Work to do:
All of the records below need to be copied exactly.
+++
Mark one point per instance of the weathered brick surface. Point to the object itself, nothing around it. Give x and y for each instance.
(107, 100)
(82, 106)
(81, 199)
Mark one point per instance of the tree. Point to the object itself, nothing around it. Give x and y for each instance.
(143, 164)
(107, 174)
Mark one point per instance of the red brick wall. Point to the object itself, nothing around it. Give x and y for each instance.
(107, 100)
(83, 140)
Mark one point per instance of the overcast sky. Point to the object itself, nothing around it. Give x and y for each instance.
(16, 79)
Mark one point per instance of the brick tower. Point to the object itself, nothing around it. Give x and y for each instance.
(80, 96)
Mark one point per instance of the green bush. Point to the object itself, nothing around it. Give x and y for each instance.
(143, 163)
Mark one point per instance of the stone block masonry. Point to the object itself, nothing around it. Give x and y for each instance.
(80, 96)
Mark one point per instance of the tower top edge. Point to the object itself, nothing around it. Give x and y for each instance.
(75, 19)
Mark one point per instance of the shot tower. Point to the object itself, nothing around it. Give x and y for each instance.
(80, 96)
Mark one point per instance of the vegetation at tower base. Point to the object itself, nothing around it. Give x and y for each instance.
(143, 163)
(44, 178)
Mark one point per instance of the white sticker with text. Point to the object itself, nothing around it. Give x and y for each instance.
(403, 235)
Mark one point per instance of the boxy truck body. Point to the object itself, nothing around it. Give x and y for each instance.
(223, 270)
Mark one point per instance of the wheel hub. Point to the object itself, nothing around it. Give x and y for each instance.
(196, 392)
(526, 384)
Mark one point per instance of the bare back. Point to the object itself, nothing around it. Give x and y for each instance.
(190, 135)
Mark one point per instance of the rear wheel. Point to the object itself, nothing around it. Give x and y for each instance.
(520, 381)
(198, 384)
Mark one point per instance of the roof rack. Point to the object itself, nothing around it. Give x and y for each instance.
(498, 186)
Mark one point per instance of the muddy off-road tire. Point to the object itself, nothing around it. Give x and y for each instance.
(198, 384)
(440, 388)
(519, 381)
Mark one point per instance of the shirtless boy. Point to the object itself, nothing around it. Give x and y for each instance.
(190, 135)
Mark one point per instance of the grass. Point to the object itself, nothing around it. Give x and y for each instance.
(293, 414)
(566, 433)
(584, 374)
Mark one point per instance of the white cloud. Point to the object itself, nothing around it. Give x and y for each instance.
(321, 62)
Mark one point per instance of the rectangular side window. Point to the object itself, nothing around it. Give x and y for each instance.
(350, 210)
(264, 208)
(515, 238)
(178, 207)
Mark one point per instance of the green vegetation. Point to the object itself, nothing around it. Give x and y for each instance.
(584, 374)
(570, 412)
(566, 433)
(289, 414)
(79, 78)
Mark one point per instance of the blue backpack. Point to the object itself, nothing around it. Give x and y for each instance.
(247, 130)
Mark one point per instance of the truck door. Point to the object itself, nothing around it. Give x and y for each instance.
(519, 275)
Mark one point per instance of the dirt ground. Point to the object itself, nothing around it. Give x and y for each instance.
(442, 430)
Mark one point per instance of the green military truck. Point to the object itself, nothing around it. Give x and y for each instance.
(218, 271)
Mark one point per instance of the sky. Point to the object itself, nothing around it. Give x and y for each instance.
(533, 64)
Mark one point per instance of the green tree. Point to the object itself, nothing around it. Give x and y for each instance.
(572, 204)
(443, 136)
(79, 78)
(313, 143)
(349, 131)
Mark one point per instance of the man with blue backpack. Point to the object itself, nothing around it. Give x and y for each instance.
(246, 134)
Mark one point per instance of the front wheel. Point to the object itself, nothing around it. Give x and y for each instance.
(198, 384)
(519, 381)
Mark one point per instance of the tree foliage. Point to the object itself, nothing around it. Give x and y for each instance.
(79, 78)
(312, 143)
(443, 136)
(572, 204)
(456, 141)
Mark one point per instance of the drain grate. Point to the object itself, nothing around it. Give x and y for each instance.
+++
Written response:
Mark one point per instance of the weathered brick surface. Point to the object itself, nothing around it. Give x and y for each instance.
(107, 100)
(82, 106)
(81, 199)
Mark one point per instance of the tree. Point to the object itself, nothing around it. Give x and y for each instance.
(143, 164)
(107, 174)
Mark one point per instance of the red brick wall. Point to the object itself, nothing around it. Give x and y for each instance.
(107, 100)
(83, 140)
Mark one point per instance of the overcast sky. Point to the object itself, nothing around it. Give x and y for each instance.
(16, 79)
Mark one point per instance of the brick tower. Point to the object itself, nothing around it. Give x and y for each instance.
(80, 96)
Mark one point per instance of the green bush. Point to the object itself, nothing around it. Give x and y for each instance.
(143, 163)
Mark one point per instance of the stone block masonry. Point to the object itself, nothing around it. Give x and y for each instance.
(80, 96)
Mark one point per instance of the tower top edge. Point to the object itself, nothing around it. Give x and y for each instance.
(75, 19)
Mark one point per instance of the shot tower. Point to the object itself, nothing around it. Give x and y for each instance.
(80, 96)
Mark one point per instance of the vegetation at tower base. Point to the object itself, nothing around it. Give x and y for each instance.
(143, 163)
(44, 178)
Mark one point per instance of the white sticker with text. Point to the object itself, nothing around it. Give x and y for each instance.
(403, 235)
Mark one point per instance of the boxy truck body. Point to the object itself, nothing around it. Give x and y for each instance.
(223, 270)
Mark one point per instance of the wheel hub. Point to the object itself, nothing around it. Give x and y for each instance.
(196, 392)
(526, 384)
Mark one point per instance of the bare back. Point to the object itself, nothing around it. Give x and y for each instance.
(190, 135)
Mark one point per instance of the rear wheel. Point to the object itself, nothing around it. Give x and y for each instance.
(520, 381)
(198, 384)
Mark one point per instance of the roof rack. Point to the object itself, nothing around it. Give x and y for each instance.
(498, 186)
Mark one point per instance of the muddy off-road tire. Point to the object itself, nothing around it. Give x and y for each instance.
(198, 384)
(440, 388)
(519, 381)
Mark one point per instance of the shirtless boy. Point to the object itself, nothing around it. Give x and y for each instance.
(190, 135)
Mark one point per instance of the grass. Point to the object itself, nothing around it. Give x and y for each instance.
(293, 414)
(566, 433)
(584, 374)
Mark one point per instance of the white cloud. Point to the object itself, nothing around it. Give x and y for each instance.
(321, 62)
Mark one point per instance of the rectangular side window. Point to the object itself, nothing around it. Give x and y for each instance.
(350, 210)
(264, 208)
(515, 238)
(178, 207)
Mark one point per instance of the green vegetation. Point to the object itself, nothing around it. Give x and y for each instance.
(584, 374)
(570, 412)
(566, 433)
(289, 414)
(79, 78)
Mark one point per instance of the blue backpack. Point to the object itself, nothing around it. Give x and y for each instance.
(247, 130)
Mark one point per instance of the truck door. Point to the object itself, nothing around it. Give x and y for each instance.
(519, 275)
Mark one point per instance of the dirt ground. Point to the object itself, nothing around it. Give x and y for each instance.
(442, 430)
Mark one point per instance of the green military truck. Point to the object itself, nothing around it. Give x and y for each instance.
(218, 271)
Mark one point per instance of the sky. Point to the object itself, nothing around it. Give x and y for each instance.
(533, 64)
Mark one point per instance of the green tree. Point to the object itself, nothing around it. Give x and y for each instance.
(572, 204)
(443, 136)
(79, 78)
(313, 143)
(349, 131)
Mark one point per instance of the man with blue backpack. Point to the object itself, nothing around it. Give x and y for each instance.
(246, 134)
Mark one point per instance of the front wheel. Point to the object itself, nothing around it. Give x and y for each instance.
(198, 384)
(519, 381)
Mark one point per instance of the tree foliage. Point to the object itself, nothing around it. Give x and y for each instance.
(79, 78)
(312, 143)
(443, 136)
(572, 204)
(456, 141)
Mark one point per instance of the drain grate. Point to the object itself, nothing around it. Give x and y for each instance.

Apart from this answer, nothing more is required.